**Document section**

......

Mohammad Yosef, the distraught father of the “missing” Ibrar Ahmad, 25, said he and his son were the only males in the family who lacked an army background. He wondered how the army could kill a man from a family full of serving and retired soldiers.

“Seven people from my family are soldiers or former soldiers. My brother, Hawaldar Bashir Ahmad, is a Kargil war veteran. Another of my brothers is a retired honorary captain. Five other relatives are in the army,” Yosef told The Telegraph over the phone. “I challenge the army to prove they (the slain youths) were militants. I have faith in the government and hope the guilty will be punished.”

Yosef said his son, father of a two-year-old boy, used to work as a labourer in Kuwait but could not go back to the Gulf because of the pandemic.

The alleged gunfight took place in the early hours of July 18 at the barn, built recently by Jamnagri resident Mohammad Yousuf Bhat to store his apples.

......

Saved data entries:
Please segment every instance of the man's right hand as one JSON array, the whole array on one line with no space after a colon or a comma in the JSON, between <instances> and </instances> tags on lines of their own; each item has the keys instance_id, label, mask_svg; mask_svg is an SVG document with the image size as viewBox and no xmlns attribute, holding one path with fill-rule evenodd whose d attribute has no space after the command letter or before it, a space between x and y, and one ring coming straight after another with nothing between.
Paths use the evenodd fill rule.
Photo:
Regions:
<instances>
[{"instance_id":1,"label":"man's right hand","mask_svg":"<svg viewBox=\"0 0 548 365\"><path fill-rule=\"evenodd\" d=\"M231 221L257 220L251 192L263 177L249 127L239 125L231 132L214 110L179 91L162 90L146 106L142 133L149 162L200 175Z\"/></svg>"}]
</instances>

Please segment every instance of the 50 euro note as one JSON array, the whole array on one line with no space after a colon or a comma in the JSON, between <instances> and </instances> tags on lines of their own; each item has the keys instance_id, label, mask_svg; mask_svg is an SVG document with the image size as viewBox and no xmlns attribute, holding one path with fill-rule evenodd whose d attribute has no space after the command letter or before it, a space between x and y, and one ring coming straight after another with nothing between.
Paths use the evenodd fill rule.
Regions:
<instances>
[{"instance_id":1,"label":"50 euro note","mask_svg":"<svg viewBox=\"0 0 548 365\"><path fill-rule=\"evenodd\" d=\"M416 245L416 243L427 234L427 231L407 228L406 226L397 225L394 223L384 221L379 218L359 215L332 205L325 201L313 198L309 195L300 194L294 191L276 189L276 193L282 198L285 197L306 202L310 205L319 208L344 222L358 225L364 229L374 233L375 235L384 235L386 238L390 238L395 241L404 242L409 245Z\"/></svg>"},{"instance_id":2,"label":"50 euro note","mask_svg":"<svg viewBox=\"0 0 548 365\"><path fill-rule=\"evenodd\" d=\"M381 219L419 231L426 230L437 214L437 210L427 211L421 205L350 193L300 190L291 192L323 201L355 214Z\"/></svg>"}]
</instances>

......

**Brief 1**
Retype the report on the alleged gunfight from "Yosef said his" up to and including "store his apples.".
**Brief 2**
Translate this sentence from the report on the alleged gunfight into Spanish: "Yosef said his son, father of a two-year-old boy, used to work as a labourer in Kuwait but could not go back to the Gulf because of the pandemic."

**Task answer 1**
Yosef said his son, father of a two-year-old boy, used to work as a labourer in Kuwait but could not go back to the Gulf because of the pandemic.

The alleged gunfight took place in the early hours of July 18 at the barn, built recently by Jamnagri resident Mohammad Yousuf Bhat to store his apples.

**Task answer 2**
Yosef dijo que su hijo, padre de un niño de dos años, solía trabajar como obrero en Kuwait, pero no pudo regresar al Golfo debido a la pandemia.